● WORK ORDER 1: According to the Identity Therapy page, which distractions of the outside world can give only temporary relief?
● WORK ORDER 2:
Answer these questions from the Identity Therapy page:
(a) What credentials are listed for Richard Walters?
(b) What can Identity Therapy give direct access to?
(c) What do we do first and regret later?
● WORK ORDER 3: Quote the Identity Therapy page from "Do you want to know" up to and including "in your life?".

● DOCUMENT TEXT:
╭──

Identity Therapy

Richard Walters

BSc. LicAc. MBAcC. Cert. ZB.

Do you want to get to the root of the problem?

Do you want to know why you sometimes…

  • feel out of control?
  • find yourself over-reacting?
  • repeat old patterns?
  • feel you have lost meaning in your life?

In most of our lives there comes a time when we realise our reactions and behaviour are affecting the way we relate to people. We see ourselves repeating the same patterns and mistakes but don’t seem to be able to do anything about it. We react first and regret later. Our relationships with our loved ones suffer. We may yearn for more connection but not know how to change. We become distanced from our family. The distractions of the outside world, shopping, television, adventure, alcohol, or food can only give temporary relief.  ​

The path to understanding the subtle and not so subtle behaviours that come from our unconscious mind and drive us through our lives can take us through many challenges. Identity Therapy can give direct access to the different drivers in our unconscious. Giving voices to these drivers in our life can help us more clearly understand and resolve our behaviours.

╰──

● Spatial localization data:
╭──

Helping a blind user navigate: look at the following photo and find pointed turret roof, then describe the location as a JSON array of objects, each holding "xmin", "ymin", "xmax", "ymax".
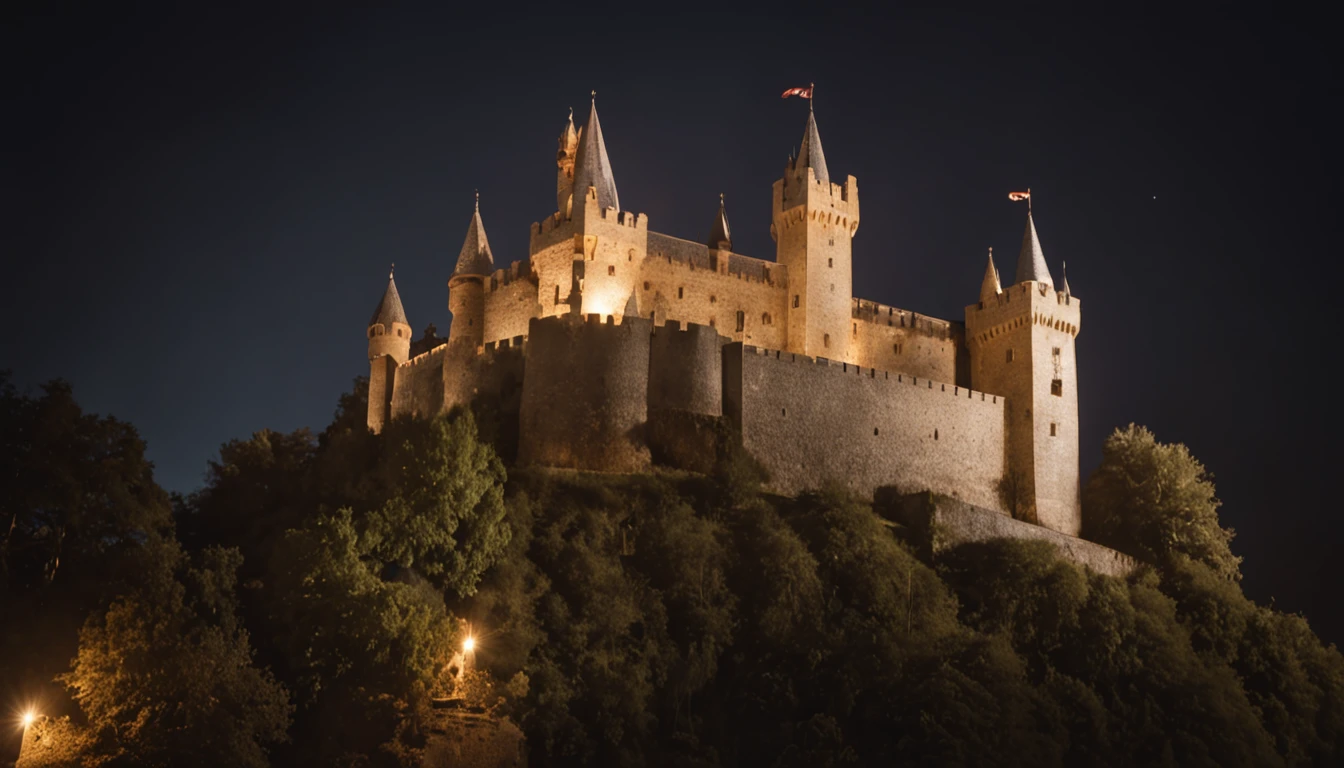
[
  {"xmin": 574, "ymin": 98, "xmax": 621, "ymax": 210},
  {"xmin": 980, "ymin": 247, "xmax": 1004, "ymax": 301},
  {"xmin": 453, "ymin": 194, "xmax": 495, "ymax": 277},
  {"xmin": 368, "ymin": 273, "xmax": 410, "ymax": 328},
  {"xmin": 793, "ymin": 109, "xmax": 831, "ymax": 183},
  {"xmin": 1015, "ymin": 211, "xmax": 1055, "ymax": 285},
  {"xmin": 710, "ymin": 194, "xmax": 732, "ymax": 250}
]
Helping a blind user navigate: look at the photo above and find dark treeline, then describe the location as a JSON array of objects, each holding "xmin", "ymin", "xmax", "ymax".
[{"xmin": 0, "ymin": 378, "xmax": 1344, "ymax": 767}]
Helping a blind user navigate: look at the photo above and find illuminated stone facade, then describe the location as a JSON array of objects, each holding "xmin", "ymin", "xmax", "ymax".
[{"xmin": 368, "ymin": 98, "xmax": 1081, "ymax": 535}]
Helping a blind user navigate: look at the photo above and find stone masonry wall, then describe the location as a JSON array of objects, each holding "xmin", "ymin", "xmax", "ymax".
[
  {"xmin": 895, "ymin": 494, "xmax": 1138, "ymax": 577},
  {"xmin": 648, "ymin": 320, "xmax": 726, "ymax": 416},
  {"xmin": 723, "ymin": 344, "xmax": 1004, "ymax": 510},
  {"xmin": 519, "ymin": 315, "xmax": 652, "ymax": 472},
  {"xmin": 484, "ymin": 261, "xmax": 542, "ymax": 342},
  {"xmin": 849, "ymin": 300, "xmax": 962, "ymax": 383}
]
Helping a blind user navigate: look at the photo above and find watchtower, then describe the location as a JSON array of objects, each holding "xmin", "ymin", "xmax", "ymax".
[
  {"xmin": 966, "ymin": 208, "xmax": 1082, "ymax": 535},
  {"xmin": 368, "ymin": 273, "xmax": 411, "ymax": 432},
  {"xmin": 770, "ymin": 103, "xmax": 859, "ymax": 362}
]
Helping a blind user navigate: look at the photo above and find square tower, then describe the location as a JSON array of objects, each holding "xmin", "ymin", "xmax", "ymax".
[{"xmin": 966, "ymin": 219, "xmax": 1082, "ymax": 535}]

╰──

● SOLUTION 1: Shopping, television, adventure, alcohol, and food.

● SOLUTION 2:
(a) BSc. LicAc. MBAcC. Cert. ZB.
(b) The different drivers in our unconscious.
(c) React.

● SOLUTION 3:
Do you want to know why you sometimes…

  • feel out of control?
  • find yourself over-reacting?
  • repeat old patterns?
  • feel you have lost meaning in your life?